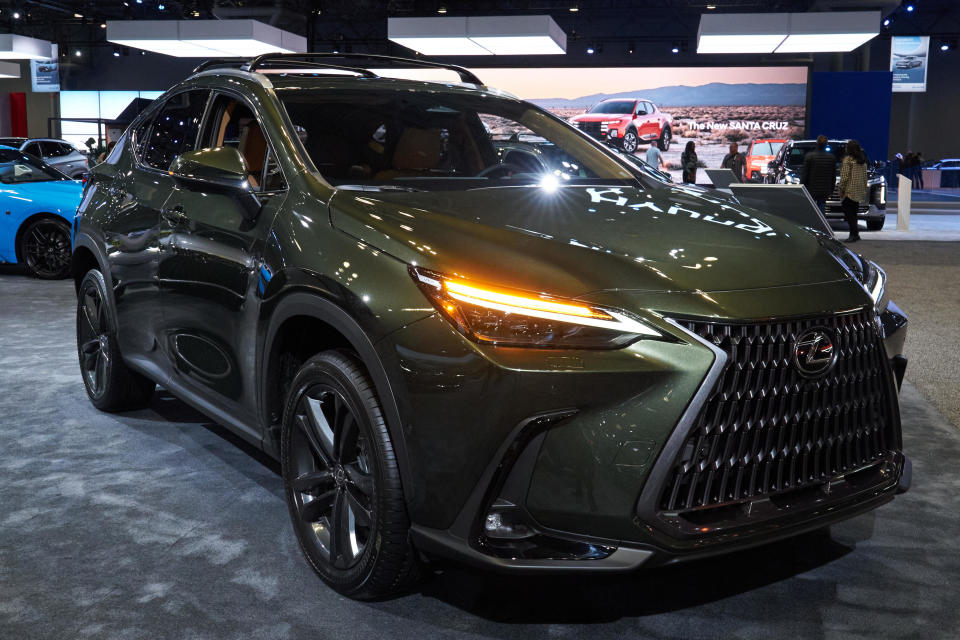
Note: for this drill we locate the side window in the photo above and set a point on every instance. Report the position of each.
(52, 149)
(175, 128)
(231, 123)
(140, 136)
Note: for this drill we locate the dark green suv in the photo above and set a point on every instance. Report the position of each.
(467, 330)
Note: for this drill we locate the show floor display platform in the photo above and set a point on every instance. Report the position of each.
(158, 524)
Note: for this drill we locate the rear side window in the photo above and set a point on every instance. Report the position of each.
(175, 128)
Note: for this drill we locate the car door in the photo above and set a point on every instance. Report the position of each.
(135, 230)
(210, 267)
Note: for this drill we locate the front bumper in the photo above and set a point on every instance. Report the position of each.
(582, 474)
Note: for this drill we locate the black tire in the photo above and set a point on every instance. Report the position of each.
(110, 385)
(336, 454)
(630, 141)
(665, 137)
(43, 246)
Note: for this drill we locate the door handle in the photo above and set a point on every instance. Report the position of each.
(175, 217)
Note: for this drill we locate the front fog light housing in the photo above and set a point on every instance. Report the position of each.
(502, 316)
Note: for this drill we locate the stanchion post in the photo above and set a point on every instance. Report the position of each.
(904, 186)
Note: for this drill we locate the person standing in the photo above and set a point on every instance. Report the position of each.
(819, 174)
(853, 186)
(688, 163)
(735, 162)
(654, 158)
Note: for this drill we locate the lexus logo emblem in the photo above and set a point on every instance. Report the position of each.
(813, 352)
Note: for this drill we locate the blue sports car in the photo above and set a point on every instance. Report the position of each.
(37, 205)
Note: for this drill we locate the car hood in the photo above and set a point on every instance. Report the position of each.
(578, 240)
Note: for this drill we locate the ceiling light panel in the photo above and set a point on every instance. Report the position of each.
(434, 36)
(16, 47)
(9, 70)
(830, 31)
(204, 38)
(742, 32)
(483, 35)
(517, 35)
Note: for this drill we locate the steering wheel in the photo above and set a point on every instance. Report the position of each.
(506, 167)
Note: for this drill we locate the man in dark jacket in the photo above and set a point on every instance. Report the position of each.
(735, 162)
(820, 173)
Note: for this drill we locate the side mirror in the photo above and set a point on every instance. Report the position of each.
(220, 166)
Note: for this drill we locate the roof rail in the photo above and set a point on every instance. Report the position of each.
(217, 62)
(259, 61)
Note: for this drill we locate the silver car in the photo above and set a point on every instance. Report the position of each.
(59, 154)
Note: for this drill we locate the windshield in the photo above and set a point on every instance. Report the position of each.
(433, 140)
(613, 106)
(766, 148)
(17, 167)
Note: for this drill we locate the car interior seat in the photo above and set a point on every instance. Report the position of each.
(418, 152)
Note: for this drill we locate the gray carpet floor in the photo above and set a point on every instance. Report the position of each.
(159, 524)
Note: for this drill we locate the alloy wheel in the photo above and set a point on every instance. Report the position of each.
(332, 480)
(95, 355)
(46, 248)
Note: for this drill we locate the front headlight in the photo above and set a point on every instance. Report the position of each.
(875, 282)
(502, 316)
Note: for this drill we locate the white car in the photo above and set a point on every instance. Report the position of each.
(59, 154)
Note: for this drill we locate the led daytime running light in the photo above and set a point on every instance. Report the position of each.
(518, 304)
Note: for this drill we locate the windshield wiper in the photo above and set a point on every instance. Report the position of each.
(377, 187)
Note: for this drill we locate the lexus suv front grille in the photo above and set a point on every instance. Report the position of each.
(766, 429)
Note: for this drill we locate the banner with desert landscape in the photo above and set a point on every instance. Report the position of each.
(712, 106)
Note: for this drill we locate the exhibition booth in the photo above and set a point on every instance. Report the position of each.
(421, 320)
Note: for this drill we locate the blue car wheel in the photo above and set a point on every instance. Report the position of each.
(44, 248)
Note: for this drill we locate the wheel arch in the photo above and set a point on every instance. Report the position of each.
(299, 310)
(39, 215)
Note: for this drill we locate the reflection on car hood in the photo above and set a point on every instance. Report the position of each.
(578, 240)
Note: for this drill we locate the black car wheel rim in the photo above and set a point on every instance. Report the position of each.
(47, 247)
(332, 479)
(92, 337)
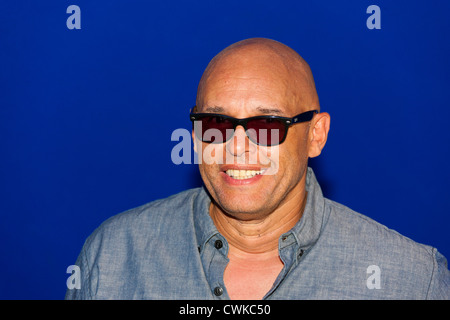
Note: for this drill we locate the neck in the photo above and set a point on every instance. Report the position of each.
(259, 236)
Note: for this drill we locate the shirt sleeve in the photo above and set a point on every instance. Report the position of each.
(440, 280)
(88, 277)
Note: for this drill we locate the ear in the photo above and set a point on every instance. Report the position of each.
(318, 134)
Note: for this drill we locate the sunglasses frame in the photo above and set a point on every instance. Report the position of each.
(302, 117)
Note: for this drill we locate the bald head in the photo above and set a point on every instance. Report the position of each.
(265, 59)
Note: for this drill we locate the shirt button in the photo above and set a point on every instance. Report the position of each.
(218, 244)
(218, 291)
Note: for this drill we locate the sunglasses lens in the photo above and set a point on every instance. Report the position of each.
(215, 129)
(266, 131)
(262, 131)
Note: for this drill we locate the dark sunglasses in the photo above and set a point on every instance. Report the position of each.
(262, 130)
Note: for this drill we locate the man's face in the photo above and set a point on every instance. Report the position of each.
(241, 93)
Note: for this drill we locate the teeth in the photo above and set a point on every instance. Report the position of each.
(243, 174)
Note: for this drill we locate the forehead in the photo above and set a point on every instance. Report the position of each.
(252, 82)
(244, 90)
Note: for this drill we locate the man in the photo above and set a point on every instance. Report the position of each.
(260, 229)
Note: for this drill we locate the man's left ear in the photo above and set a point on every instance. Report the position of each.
(318, 133)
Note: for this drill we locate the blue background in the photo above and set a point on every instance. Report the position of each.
(86, 116)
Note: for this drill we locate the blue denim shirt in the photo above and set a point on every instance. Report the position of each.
(170, 249)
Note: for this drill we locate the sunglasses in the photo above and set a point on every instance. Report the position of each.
(261, 130)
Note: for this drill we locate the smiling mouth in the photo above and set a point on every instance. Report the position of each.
(243, 174)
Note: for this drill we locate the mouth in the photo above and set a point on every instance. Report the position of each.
(243, 174)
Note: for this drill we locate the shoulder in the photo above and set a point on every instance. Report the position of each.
(135, 228)
(171, 208)
(409, 269)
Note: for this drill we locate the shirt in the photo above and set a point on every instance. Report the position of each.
(171, 249)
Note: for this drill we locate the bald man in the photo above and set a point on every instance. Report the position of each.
(260, 227)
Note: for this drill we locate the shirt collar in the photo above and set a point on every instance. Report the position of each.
(305, 233)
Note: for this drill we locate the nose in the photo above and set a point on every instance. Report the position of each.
(239, 144)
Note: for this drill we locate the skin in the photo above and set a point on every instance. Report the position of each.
(258, 77)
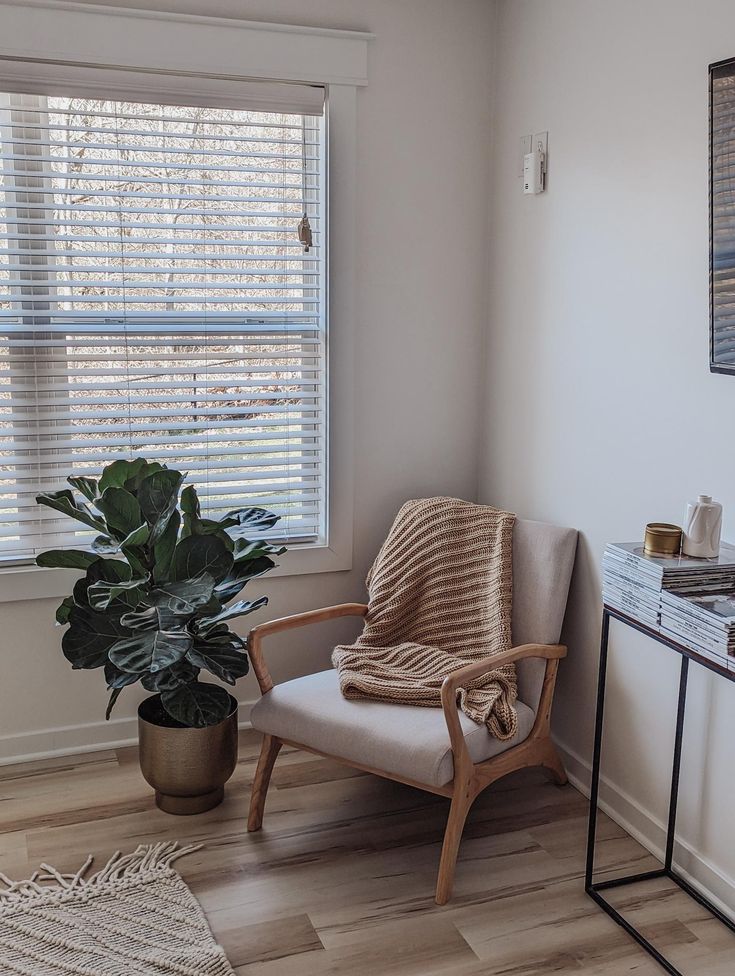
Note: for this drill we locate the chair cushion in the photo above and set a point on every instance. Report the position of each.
(406, 740)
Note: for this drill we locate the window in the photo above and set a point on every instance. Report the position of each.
(155, 300)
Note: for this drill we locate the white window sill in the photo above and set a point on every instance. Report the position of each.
(34, 583)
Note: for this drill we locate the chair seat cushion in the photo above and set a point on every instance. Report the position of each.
(406, 740)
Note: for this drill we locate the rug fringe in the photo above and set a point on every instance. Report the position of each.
(145, 859)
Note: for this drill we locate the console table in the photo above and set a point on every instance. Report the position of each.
(596, 889)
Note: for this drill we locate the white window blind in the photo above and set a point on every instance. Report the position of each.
(155, 300)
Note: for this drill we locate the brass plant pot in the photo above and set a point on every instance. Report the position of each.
(188, 768)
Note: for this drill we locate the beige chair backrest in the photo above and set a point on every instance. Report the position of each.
(543, 558)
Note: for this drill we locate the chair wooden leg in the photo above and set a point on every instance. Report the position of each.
(268, 753)
(552, 764)
(461, 803)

----

Aim
Return every line of the data above word for word, starting with the line that contains "Note: for this drill we locate the chair wooden" and going on through the end of the data.

The result
Note: for this drill we locate the chair wooden leg in the photo above and set a point on every instance. Report the position of each.
(268, 753)
(552, 764)
(461, 803)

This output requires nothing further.